* **Exercise requirements**:
Working through the entries below, find how many lines include the string "grassy"; give only that number.

—————

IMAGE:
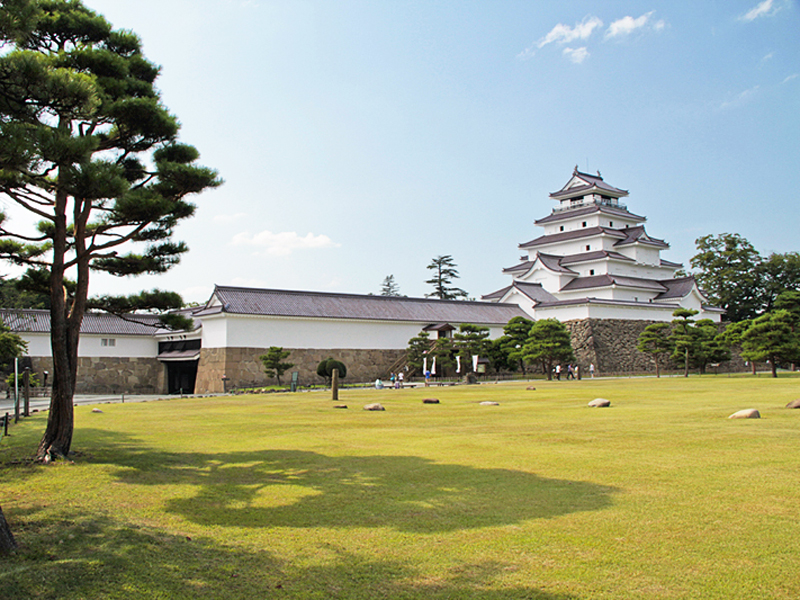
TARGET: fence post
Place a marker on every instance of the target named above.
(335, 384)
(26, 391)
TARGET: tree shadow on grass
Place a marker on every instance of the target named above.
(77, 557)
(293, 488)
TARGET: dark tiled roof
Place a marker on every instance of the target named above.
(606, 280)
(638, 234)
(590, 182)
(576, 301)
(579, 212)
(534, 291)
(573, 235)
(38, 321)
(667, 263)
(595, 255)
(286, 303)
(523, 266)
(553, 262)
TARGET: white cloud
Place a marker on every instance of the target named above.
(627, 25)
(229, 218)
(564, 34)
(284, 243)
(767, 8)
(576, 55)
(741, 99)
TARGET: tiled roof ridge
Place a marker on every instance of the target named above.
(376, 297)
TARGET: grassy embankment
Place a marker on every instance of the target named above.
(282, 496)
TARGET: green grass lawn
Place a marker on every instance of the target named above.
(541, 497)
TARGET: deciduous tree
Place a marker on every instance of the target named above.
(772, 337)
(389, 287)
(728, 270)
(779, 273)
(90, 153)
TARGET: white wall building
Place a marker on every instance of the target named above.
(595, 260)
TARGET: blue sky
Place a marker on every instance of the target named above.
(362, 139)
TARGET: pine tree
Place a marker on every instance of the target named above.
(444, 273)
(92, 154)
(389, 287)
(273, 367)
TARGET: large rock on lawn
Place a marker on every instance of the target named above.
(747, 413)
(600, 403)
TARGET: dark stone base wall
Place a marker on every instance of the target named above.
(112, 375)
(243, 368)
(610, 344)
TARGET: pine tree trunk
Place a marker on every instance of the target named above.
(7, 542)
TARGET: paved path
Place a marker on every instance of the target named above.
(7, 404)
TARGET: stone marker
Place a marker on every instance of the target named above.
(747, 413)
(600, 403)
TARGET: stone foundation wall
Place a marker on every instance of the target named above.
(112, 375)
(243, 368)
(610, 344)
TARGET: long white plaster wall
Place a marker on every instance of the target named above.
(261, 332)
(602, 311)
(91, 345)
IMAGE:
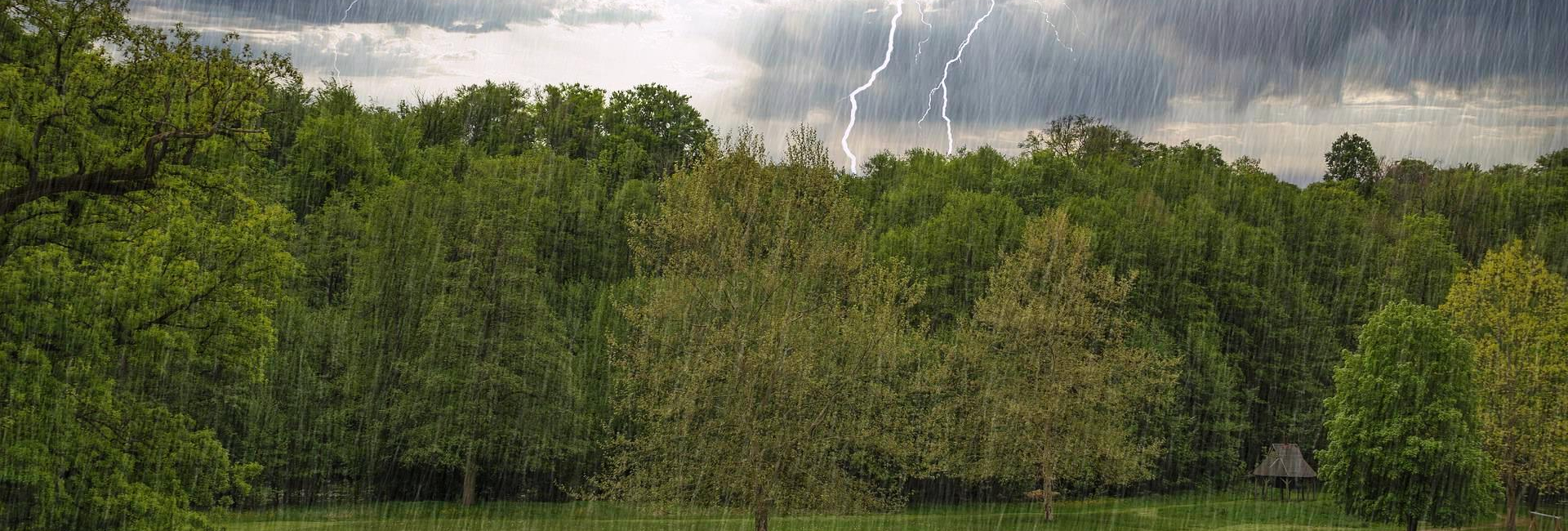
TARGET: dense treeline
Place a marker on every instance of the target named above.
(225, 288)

—————

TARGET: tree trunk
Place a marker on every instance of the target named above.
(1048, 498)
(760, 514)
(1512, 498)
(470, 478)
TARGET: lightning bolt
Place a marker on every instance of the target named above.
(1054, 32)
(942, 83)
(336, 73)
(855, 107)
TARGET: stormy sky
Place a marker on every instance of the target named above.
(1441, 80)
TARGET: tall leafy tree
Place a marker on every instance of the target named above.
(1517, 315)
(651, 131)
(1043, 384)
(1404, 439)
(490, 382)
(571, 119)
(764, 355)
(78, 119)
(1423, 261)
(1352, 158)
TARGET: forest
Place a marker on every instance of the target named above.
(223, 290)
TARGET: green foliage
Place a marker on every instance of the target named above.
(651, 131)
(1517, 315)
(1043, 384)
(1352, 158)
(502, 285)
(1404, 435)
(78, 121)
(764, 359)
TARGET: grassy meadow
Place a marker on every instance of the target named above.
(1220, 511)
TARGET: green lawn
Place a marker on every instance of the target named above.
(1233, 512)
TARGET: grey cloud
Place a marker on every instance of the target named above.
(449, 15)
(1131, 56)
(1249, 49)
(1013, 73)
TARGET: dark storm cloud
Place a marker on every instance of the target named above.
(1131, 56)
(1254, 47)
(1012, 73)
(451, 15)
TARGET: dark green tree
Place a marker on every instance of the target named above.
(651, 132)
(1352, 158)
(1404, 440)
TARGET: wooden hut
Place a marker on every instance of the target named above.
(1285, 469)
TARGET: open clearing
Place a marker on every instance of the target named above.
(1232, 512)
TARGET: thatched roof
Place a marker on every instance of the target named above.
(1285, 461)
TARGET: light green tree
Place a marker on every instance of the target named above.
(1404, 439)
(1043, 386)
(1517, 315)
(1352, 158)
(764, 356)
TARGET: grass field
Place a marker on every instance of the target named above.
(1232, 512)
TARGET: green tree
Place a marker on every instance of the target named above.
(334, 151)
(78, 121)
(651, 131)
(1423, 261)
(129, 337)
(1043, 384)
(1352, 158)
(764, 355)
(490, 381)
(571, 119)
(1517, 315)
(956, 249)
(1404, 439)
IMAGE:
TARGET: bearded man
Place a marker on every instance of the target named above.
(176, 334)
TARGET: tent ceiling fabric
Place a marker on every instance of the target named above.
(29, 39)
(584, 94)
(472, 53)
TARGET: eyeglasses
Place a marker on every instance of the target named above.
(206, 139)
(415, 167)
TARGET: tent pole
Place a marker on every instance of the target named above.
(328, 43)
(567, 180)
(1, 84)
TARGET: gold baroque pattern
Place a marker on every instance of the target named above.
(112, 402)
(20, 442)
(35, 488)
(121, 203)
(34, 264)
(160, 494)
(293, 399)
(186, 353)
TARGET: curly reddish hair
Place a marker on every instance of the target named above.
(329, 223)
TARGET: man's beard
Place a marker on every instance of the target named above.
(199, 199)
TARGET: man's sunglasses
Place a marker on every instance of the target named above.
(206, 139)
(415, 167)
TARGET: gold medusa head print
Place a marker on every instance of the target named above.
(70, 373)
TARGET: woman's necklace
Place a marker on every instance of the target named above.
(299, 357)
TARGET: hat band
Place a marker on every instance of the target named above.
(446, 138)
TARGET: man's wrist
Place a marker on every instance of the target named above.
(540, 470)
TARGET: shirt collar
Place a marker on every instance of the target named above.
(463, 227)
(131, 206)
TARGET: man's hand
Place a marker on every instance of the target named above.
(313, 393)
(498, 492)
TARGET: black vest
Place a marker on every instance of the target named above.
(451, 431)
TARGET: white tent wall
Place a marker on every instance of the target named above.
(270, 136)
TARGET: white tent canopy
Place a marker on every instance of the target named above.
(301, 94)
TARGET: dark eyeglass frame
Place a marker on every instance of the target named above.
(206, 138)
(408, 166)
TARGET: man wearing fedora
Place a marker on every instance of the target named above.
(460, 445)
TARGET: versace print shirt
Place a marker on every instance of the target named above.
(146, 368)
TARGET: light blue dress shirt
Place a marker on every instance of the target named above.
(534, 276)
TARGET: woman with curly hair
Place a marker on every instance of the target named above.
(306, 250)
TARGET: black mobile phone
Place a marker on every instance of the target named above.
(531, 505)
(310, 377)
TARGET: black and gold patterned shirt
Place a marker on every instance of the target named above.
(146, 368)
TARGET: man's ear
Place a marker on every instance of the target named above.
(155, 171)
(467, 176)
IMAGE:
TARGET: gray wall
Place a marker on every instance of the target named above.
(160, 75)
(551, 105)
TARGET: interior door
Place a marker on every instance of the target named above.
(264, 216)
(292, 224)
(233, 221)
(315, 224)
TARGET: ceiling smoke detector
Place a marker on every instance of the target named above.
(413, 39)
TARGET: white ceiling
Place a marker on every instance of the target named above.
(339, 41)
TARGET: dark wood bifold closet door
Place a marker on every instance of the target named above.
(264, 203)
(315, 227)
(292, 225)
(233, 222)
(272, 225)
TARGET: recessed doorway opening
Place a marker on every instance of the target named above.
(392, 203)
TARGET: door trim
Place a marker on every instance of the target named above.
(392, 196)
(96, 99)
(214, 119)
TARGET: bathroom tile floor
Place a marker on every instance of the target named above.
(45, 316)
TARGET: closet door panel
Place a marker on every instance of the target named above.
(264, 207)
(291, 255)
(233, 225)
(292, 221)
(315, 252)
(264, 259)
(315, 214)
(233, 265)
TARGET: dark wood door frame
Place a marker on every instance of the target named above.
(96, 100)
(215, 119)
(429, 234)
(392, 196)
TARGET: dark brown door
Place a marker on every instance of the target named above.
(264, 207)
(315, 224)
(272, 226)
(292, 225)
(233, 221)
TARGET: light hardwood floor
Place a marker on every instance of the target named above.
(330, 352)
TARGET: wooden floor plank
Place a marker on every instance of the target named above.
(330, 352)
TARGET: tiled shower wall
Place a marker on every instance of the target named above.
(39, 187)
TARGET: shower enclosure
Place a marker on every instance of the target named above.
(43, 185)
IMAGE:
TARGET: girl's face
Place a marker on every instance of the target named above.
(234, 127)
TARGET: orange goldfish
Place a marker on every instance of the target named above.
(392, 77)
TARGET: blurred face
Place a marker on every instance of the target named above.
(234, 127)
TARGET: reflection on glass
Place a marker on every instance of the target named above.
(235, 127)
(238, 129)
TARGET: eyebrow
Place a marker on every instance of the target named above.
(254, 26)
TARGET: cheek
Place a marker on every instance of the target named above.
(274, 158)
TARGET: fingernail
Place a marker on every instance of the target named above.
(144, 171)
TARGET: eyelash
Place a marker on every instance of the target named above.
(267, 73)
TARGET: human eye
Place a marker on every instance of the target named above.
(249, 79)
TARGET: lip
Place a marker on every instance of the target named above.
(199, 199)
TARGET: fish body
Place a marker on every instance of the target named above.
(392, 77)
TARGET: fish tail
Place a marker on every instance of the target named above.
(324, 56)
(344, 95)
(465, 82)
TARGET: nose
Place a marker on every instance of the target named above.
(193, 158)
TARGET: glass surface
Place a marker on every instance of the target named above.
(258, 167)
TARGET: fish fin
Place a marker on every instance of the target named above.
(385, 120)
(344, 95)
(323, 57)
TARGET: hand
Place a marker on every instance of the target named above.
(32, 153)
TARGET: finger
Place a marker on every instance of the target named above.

—————

* **Finished exercise**:
2